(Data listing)

● ● ● ● ● ● ●

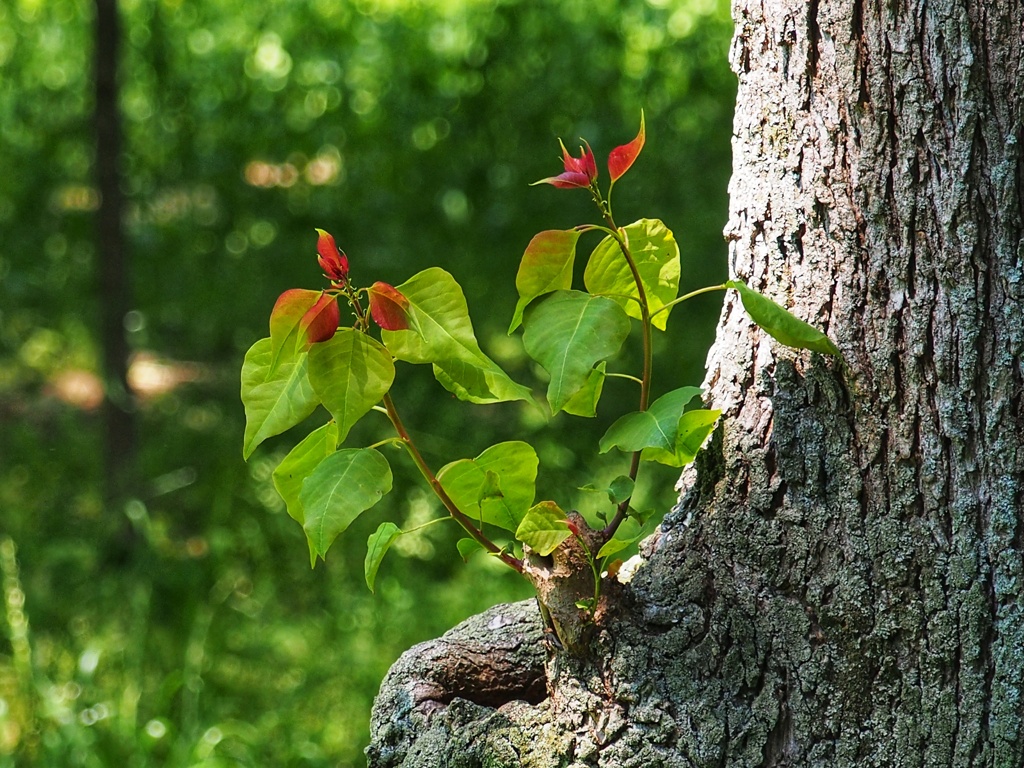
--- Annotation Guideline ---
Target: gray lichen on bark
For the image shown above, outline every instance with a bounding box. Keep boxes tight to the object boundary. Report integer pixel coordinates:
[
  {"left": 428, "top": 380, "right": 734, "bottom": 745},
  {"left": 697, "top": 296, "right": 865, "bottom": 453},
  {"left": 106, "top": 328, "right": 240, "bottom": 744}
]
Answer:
[{"left": 371, "top": 0, "right": 1024, "bottom": 768}]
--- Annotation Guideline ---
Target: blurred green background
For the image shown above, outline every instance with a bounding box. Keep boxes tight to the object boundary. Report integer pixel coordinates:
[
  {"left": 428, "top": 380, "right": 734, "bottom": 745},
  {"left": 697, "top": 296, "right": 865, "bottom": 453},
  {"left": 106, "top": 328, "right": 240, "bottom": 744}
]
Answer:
[{"left": 0, "top": 0, "right": 734, "bottom": 767}]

● ● ● ● ● ● ●

Reproduce every record above word for word, leaving out the pictures.

Solution:
--- Annotation Guideline ---
Target: gray lichen on bark
For the image shown above, outline every instance with a bounding box. Keep boxes tight to the object boundary. Report integer pixel coordinates:
[
  {"left": 428, "top": 380, "right": 734, "bottom": 745},
  {"left": 697, "top": 296, "right": 865, "bottom": 453},
  {"left": 106, "top": 328, "right": 240, "bottom": 744}
]
Answer:
[{"left": 371, "top": 0, "right": 1024, "bottom": 768}]
--- Annotation Guideline ---
Target: blurred green background
For the image shown above, outline every instance with a bounding box. Keep boxes tight to the object boundary. Report integer pixel coordinates:
[
  {"left": 428, "top": 380, "right": 734, "bottom": 745},
  {"left": 697, "top": 296, "right": 865, "bottom": 453},
  {"left": 106, "top": 328, "right": 240, "bottom": 744}
]
Answer:
[{"left": 0, "top": 0, "right": 734, "bottom": 767}]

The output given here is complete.